**EXTRAIT DU DOCUMENT:**

Petit problème toutefois, l'argent... n'arrive pas. Les délais de paiement des cashprizes restent un sujet sensible dans l'esport et certains organisateurs ne se privent pas de verser leurs dus de longs mois après la compétition. Windigo s'impatiente, les joueurs, à qui la majeure partie du prix revient, aussi. Les WESG et la Moche XL assurent que les virements sont partis mais qu'ils ont été refusés par l'établissement bancaire abritant les comptes de Windigo. La situation s'enlise, jusqu'à ce qu'elle ne soit plus tenable. La structure bulgare annonce le 31 octobre 2019 qu'elle est en manque de liquidités et ne peut plus continuer à gérer son équipe sans cet apport de cashprize. La line-up avait de toute façon déjà compris qu'il n'y avait pas d'issue et plusieurs joueurs étaient sur le départ.

Windigo arrête ses activités dans la foulée et disparaît. Six mois plus tard, l'un des anciens copropriétaires, Artur Yermolayev, apporte enfin une conclusion à l'histoire en déclarant que les cashprizes ont finalement été reçus et transférés aux joueurs. Trop tard cependant pour inverser la situation et faire revivre la structure.

 

n!faculty

Entre CS:GO et League of Legends, il fallait choisir. n!faculty a décidé d'abandonner le premier, après plus de dix ans de présence sur la scène Counter-Strike. D'origine allemande, la structure a dû faire face à ce dilemme début 2014, alors qu'elle possédait pourtant une line-up danoise prometteuse construite autour de gla1ve, qui avait participé au premier Major de l'histoire lors de la DH Winter 2013 et s'apprêtait à réitérer cette performance aux EMS Katowice 2014.

L'assise financière que nécessite la gestion de plusieurs équipes sur différents jeux aura stoppé ce bel élan. Le budget de l'organisation ne lui permet pas de continuer à soutenir deux formations, alors que les besoins économiques augmentent. L'équipe CS:GO est donc priée d'aller voir ailleurs, même si n!faculty assure que CS restera un titre sur lequel elle s'engagera à niveau amateur.

**CONSIGNE 1:**
Résumez en deux phrases le paragraphe de l'extrait qui commence par « Windigo arrête ses activités », sans perdre ses faits principaux.
**CONSIGNE 2:**
Recopiez le passage de l'extrait allant de « Entre CS:GO et » jusqu'à « à niveau amateur. » inclus, en remplaçant « CS:GO » par « Counter-Strike: Global Offensive ».

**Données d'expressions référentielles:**
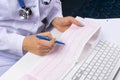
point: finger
(46, 34)
(46, 44)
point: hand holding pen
(40, 44)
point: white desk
(110, 30)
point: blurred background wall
(92, 8)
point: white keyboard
(100, 64)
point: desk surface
(109, 30)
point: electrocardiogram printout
(63, 57)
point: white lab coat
(13, 29)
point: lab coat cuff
(51, 18)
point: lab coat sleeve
(11, 42)
(55, 12)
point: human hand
(64, 23)
(38, 46)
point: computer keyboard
(100, 64)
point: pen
(48, 39)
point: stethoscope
(26, 12)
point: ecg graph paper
(63, 57)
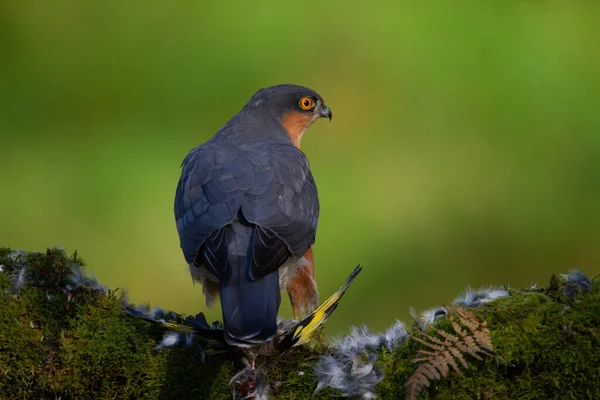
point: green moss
(544, 349)
(81, 345)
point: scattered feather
(354, 375)
(474, 298)
(249, 383)
(172, 338)
(80, 279)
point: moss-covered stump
(65, 337)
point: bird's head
(296, 107)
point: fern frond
(471, 336)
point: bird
(247, 210)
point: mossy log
(59, 341)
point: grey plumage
(245, 203)
(576, 282)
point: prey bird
(246, 209)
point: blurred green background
(464, 147)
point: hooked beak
(325, 112)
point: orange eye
(306, 103)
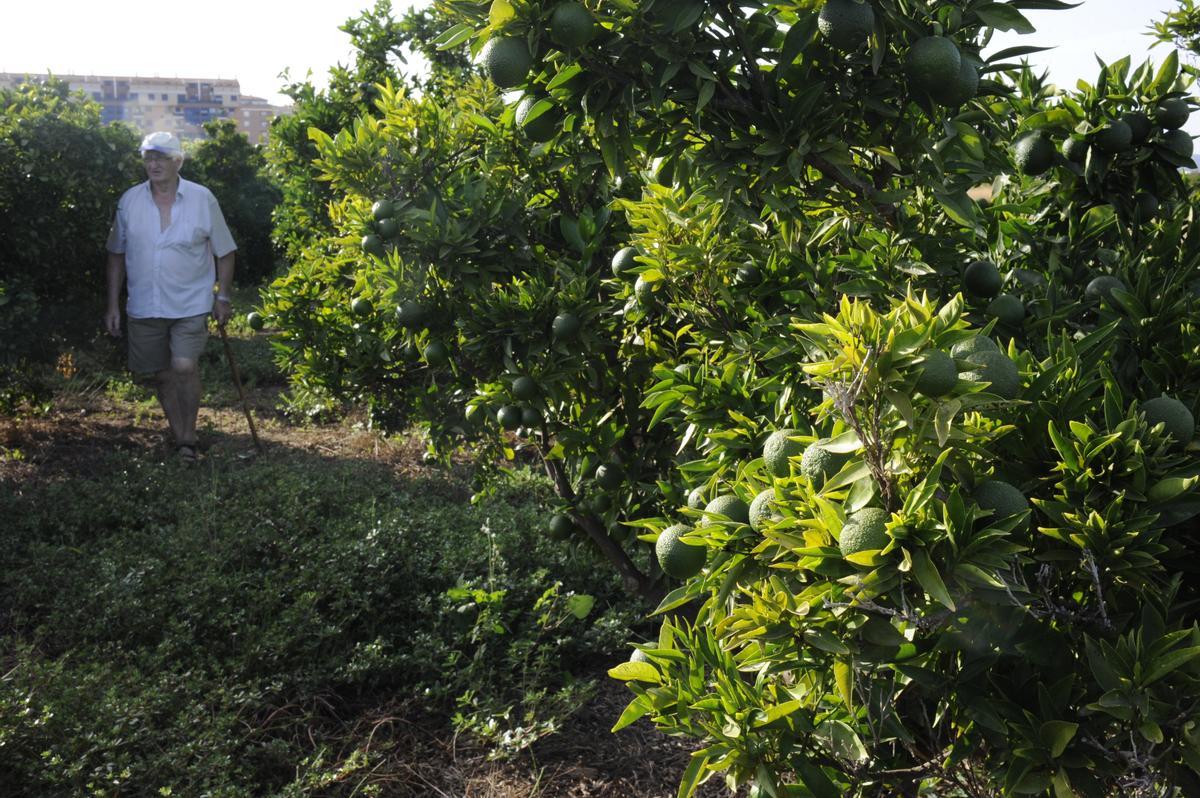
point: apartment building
(177, 105)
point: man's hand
(222, 311)
(113, 322)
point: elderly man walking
(165, 237)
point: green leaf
(636, 672)
(454, 36)
(826, 641)
(959, 207)
(797, 39)
(677, 598)
(564, 76)
(1063, 447)
(1168, 71)
(1056, 735)
(501, 12)
(1105, 675)
(844, 675)
(691, 775)
(1168, 663)
(580, 605)
(1170, 487)
(637, 708)
(943, 418)
(778, 712)
(929, 579)
(844, 444)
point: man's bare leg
(179, 393)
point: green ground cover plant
(185, 633)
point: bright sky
(256, 40)
(252, 41)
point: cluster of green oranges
(384, 227)
(936, 69)
(1161, 129)
(508, 61)
(786, 456)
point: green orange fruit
(933, 65)
(507, 61)
(846, 24)
(1033, 154)
(1177, 419)
(677, 558)
(1173, 113)
(939, 375)
(864, 531)
(509, 417)
(730, 507)
(571, 25)
(982, 279)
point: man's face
(160, 166)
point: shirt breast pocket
(192, 241)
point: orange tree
(887, 347)
(60, 174)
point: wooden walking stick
(241, 393)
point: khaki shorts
(155, 342)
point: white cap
(162, 142)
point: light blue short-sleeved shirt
(169, 273)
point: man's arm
(221, 309)
(115, 281)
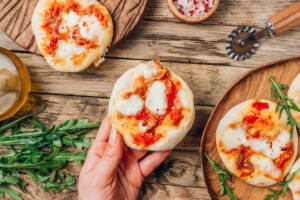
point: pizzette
(151, 107)
(254, 142)
(72, 34)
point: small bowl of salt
(193, 11)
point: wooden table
(195, 52)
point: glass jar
(15, 84)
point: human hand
(112, 171)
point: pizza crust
(230, 135)
(294, 93)
(171, 134)
(295, 184)
(70, 56)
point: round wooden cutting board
(254, 84)
(15, 19)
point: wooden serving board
(15, 19)
(254, 84)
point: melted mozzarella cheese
(90, 27)
(233, 138)
(265, 165)
(130, 106)
(233, 133)
(147, 71)
(70, 19)
(156, 98)
(295, 184)
(142, 127)
(68, 49)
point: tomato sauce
(257, 125)
(174, 109)
(53, 20)
(260, 105)
(285, 156)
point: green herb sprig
(40, 153)
(275, 193)
(284, 104)
(223, 176)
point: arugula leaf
(10, 192)
(284, 104)
(68, 156)
(72, 125)
(285, 184)
(223, 176)
(40, 153)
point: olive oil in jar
(14, 84)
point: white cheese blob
(90, 27)
(156, 98)
(68, 49)
(142, 127)
(265, 165)
(295, 184)
(130, 106)
(147, 71)
(233, 138)
(70, 19)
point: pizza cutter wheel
(243, 41)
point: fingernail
(113, 135)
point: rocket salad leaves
(40, 153)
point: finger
(152, 161)
(98, 147)
(137, 154)
(112, 157)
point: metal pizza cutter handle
(285, 20)
(243, 42)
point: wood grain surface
(254, 84)
(15, 19)
(195, 52)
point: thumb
(111, 159)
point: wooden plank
(194, 44)
(229, 12)
(153, 191)
(179, 169)
(200, 44)
(207, 82)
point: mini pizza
(72, 34)
(295, 184)
(294, 93)
(151, 107)
(254, 143)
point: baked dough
(151, 107)
(254, 142)
(294, 93)
(72, 34)
(295, 184)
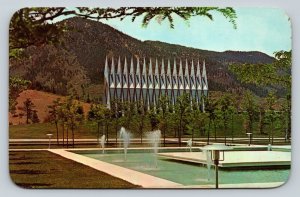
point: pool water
(188, 173)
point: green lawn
(42, 169)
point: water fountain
(189, 144)
(102, 142)
(153, 138)
(125, 137)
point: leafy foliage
(35, 26)
(16, 86)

**RÉPONSE 1:**
Windigo cesse ses activités dans la foulée et disparaît. Six mois plus tard, son ancien copropriétaire Artur Yermolayev annonce que les cashprizes ont finalement été reçus et transférés aux joueurs, mais trop tard pour faire revivre la structure.

**RÉPONSE 2:**
Entre Counter-Strike: Global Offensive et League of Legends, il fallait choisir. n!faculty a décidé d'abandonner le premier, après plus de dix ans de présence sur la scène Counter-Strike. D'origine allemande, la structure a dû faire face à ce dilemme début 2014, alors qu'elle possédait pourtant une line-up danoise prometteuse construite autour de gla1ve, qui avait participé au premier Major de l'histoire lors de la DH Winter 2013 et s'apprêtait à réitérer cette performance aux EMS Katowice 2014.

L'assise financière que nécessite la gestion de plusieurs équipes sur différents jeux aura stoppé ce bel élan. Le budget de l'organisation ne lui permet pas de continuer à soutenir deux formations, alors que les besoins économiques augmentent. L'équipe Counter-Strike: Global Offensive est donc priée d'aller voir ailleurs, même si n!faculty assure que CS restera un titre sur lequel elle s'engagera à niveau amateur.